Items from a data source:
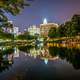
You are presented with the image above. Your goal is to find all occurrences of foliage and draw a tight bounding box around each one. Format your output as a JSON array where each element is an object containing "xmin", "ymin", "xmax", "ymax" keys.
[
  {"xmin": 0, "ymin": 0, "xmax": 30, "ymax": 30},
  {"xmin": 0, "ymin": 30, "xmax": 14, "ymax": 39},
  {"xmin": 0, "ymin": 48, "xmax": 13, "ymax": 72},
  {"xmin": 71, "ymin": 15, "xmax": 80, "ymax": 35},
  {"xmin": 17, "ymin": 32, "xmax": 35, "ymax": 40},
  {"xmin": 0, "ymin": 0, "xmax": 30, "ymax": 15},
  {"xmin": 0, "ymin": 0, "xmax": 30, "ymax": 40},
  {"xmin": 49, "ymin": 46, "xmax": 80, "ymax": 70},
  {"xmin": 57, "ymin": 24, "xmax": 65, "ymax": 37},
  {"xmin": 48, "ymin": 14, "xmax": 80, "ymax": 38},
  {"xmin": 48, "ymin": 27, "xmax": 57, "ymax": 38}
]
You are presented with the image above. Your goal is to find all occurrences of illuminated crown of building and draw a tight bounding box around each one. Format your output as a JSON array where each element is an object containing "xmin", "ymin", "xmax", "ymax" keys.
[
  {"xmin": 8, "ymin": 21, "xmax": 13, "ymax": 24},
  {"xmin": 43, "ymin": 18, "xmax": 47, "ymax": 24}
]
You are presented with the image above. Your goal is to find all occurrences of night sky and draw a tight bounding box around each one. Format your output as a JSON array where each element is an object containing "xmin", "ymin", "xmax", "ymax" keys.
[{"xmin": 7, "ymin": 0, "xmax": 80, "ymax": 32}]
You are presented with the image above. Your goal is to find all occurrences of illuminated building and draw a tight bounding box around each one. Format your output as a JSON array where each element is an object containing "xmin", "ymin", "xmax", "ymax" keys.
[
  {"xmin": 2, "ymin": 27, "xmax": 12, "ymax": 33},
  {"xmin": 2, "ymin": 20, "xmax": 19, "ymax": 36},
  {"xmin": 40, "ymin": 18, "xmax": 59, "ymax": 37},
  {"xmin": 13, "ymin": 27, "xmax": 19, "ymax": 36},
  {"xmin": 28, "ymin": 25, "xmax": 40, "ymax": 36},
  {"xmin": 2, "ymin": 21, "xmax": 12, "ymax": 33}
]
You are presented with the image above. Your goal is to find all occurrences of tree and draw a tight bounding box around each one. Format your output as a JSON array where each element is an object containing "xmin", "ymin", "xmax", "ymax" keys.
[
  {"xmin": 0, "ymin": 0, "xmax": 30, "ymax": 30},
  {"xmin": 57, "ymin": 24, "xmax": 65, "ymax": 37},
  {"xmin": 57, "ymin": 14, "xmax": 80, "ymax": 37},
  {"xmin": 0, "ymin": 0, "xmax": 30, "ymax": 15},
  {"xmin": 17, "ymin": 32, "xmax": 35, "ymax": 40},
  {"xmin": 0, "ymin": 11, "xmax": 8, "ymax": 28},
  {"xmin": 48, "ymin": 27, "xmax": 57, "ymax": 38},
  {"xmin": 71, "ymin": 14, "xmax": 80, "ymax": 35},
  {"xmin": 64, "ymin": 21, "xmax": 73, "ymax": 37},
  {"xmin": 0, "ymin": 0, "xmax": 30, "ymax": 40}
]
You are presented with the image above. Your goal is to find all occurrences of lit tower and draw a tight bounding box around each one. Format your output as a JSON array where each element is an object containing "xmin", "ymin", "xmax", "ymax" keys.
[{"xmin": 43, "ymin": 18, "xmax": 47, "ymax": 24}]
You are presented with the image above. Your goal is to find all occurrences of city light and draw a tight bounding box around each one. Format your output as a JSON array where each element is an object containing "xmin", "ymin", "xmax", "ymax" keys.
[
  {"xmin": 44, "ymin": 58, "xmax": 48, "ymax": 64},
  {"xmin": 43, "ymin": 18, "xmax": 47, "ymax": 24},
  {"xmin": 8, "ymin": 21, "xmax": 13, "ymax": 24}
]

*Required action*
Copy out every line of the data above, taking care to leave the pictures out.

*Expected answer*
You are presented with the image above. Your goal is to find all occurrences of foliage and draw a tight bounding box around each one. Format your output as a JSON array where each element is an object containing "xmin", "ymin", "xmax", "ymax" keys.
[
  {"xmin": 0, "ymin": 0, "xmax": 30, "ymax": 30},
  {"xmin": 0, "ymin": 30, "xmax": 14, "ymax": 39},
  {"xmin": 0, "ymin": 48, "xmax": 13, "ymax": 72},
  {"xmin": 71, "ymin": 15, "xmax": 80, "ymax": 35},
  {"xmin": 17, "ymin": 32, "xmax": 35, "ymax": 40},
  {"xmin": 0, "ymin": 0, "xmax": 30, "ymax": 15},
  {"xmin": 0, "ymin": 0, "xmax": 30, "ymax": 40},
  {"xmin": 49, "ymin": 46, "xmax": 80, "ymax": 70},
  {"xmin": 57, "ymin": 24, "xmax": 65, "ymax": 37},
  {"xmin": 48, "ymin": 14, "xmax": 80, "ymax": 38},
  {"xmin": 48, "ymin": 27, "xmax": 57, "ymax": 38}
]
You are presented with the image above. Your goal is to find all occurrences of illuminated crown of building and draw a tight bounding box around each one. Format your output as a JSON array where each element is an object containing "xmin", "ymin", "xmax", "ymax" keys.
[
  {"xmin": 8, "ymin": 21, "xmax": 13, "ymax": 24},
  {"xmin": 43, "ymin": 18, "xmax": 47, "ymax": 24}
]
You are presented with the image above. Your goal is to find all occurrences of night sky and draw a tight bounding box around each one. Format your output as a JSON array where each element is an object containing "xmin", "ymin", "xmax", "ymax" keys.
[{"xmin": 7, "ymin": 0, "xmax": 80, "ymax": 32}]
You are presented with the image above. Your goal is to find all occurrences of illuminated building and draw a tight bounding box around each one. Format your output as a JSON array where each element is an object containing "xmin", "ymin", "xmax", "ymax" keys.
[
  {"xmin": 2, "ymin": 27, "xmax": 12, "ymax": 33},
  {"xmin": 2, "ymin": 20, "xmax": 19, "ymax": 36},
  {"xmin": 40, "ymin": 18, "xmax": 59, "ymax": 37},
  {"xmin": 13, "ymin": 27, "xmax": 19, "ymax": 36},
  {"xmin": 28, "ymin": 25, "xmax": 40, "ymax": 36},
  {"xmin": 2, "ymin": 21, "xmax": 12, "ymax": 33}
]
You are presented with the image above. Your goal is to find all occurrences of tree and draw a tight bounding box around each one. Format your output as a JSON array where each element is an object containing "xmin", "ymin", "xmax", "ymax" keys.
[
  {"xmin": 0, "ymin": 0, "xmax": 30, "ymax": 30},
  {"xmin": 57, "ymin": 24, "xmax": 65, "ymax": 37},
  {"xmin": 57, "ymin": 14, "xmax": 80, "ymax": 37},
  {"xmin": 0, "ymin": 0, "xmax": 30, "ymax": 15},
  {"xmin": 17, "ymin": 32, "xmax": 35, "ymax": 40},
  {"xmin": 0, "ymin": 11, "xmax": 8, "ymax": 28},
  {"xmin": 48, "ymin": 27, "xmax": 57, "ymax": 38},
  {"xmin": 71, "ymin": 14, "xmax": 80, "ymax": 35},
  {"xmin": 64, "ymin": 21, "xmax": 73, "ymax": 37},
  {"xmin": 0, "ymin": 0, "xmax": 30, "ymax": 40}
]
You are presented with the image above. Your goal is to find all occurrences of lit tower and draw a tight bounding box around each one. Format your output as a JSON array where each element is an object containing "xmin", "ymin", "xmax", "ymax" keys.
[{"xmin": 43, "ymin": 18, "xmax": 47, "ymax": 24}]
You are presented with the image above. Your goal is to find all occurrences of city light and draw a tight bounding box around each one. Format your output as a JSON array where each element is an object containing "xmin", "ymin", "xmax", "ymax" keys.
[
  {"xmin": 44, "ymin": 58, "xmax": 48, "ymax": 64},
  {"xmin": 43, "ymin": 18, "xmax": 47, "ymax": 24},
  {"xmin": 8, "ymin": 21, "xmax": 13, "ymax": 24}
]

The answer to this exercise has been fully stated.